Required work: Copy the material below word for word, from the first line to the last, and leave the pictures out of your copy.

Dataset extract:

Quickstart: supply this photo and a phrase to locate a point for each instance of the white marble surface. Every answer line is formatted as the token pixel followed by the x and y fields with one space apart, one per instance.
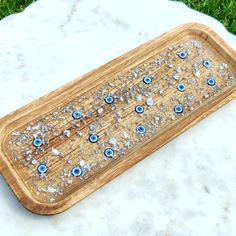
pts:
pixel 187 188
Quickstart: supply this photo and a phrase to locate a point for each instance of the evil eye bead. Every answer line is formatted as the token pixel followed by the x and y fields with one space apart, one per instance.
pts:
pixel 93 138
pixel 181 87
pixel 109 153
pixel 178 109
pixel 38 142
pixel 139 109
pixel 211 82
pixel 147 79
pixel 109 99
pixel 140 129
pixel 182 55
pixel 77 115
pixel 206 63
pixel 42 169
pixel 76 171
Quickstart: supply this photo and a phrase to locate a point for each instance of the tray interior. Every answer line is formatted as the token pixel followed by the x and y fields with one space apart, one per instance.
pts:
pixel 120 107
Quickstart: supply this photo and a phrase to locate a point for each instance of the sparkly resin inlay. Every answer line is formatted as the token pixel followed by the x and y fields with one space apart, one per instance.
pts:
pixel 59 151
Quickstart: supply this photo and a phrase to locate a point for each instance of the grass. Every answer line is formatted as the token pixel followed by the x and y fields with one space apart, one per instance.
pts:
pixel 222 10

Answer for the task:
Quickstart: supply this photo and a phrase to locate a point for each instance of the white marble surface. Every answer line is formatted as the token pixel followed by the x and y fields with one space apart, one per instance.
pts:
pixel 187 188
Quickstart: supply this photo and a phrase to locate a point for each instance of the evil eye bead. Every answer line is formatted as the token pixel followed by the x and y fields with one space apart, one per instance.
pts:
pixel 93 138
pixel 181 87
pixel 109 153
pixel 178 109
pixel 38 142
pixel 139 109
pixel 211 82
pixel 147 79
pixel 109 99
pixel 140 129
pixel 182 55
pixel 77 115
pixel 206 63
pixel 42 169
pixel 76 171
Quickstart: supply this photo and a phrase to locate a point for each instance of the tray interior. Every answer line is formatted as the token pixel followed by the x and y fields with one space apart, one per instance.
pts:
pixel 120 107
Quickstart: supply this photo and a phrase to locate a point for each instance of the sparkly resin inlay. Every answer line is formatted as the token pixel followed by the x and y fields with one space apart, one per instance.
pts:
pixel 59 151
Quickstart: supply this photo and a phrase to locate a point for each instance of the grass. Every answer line is formatted as the token pixel followed by the x and y fields with one space apart, one per instance.
pts:
pixel 222 10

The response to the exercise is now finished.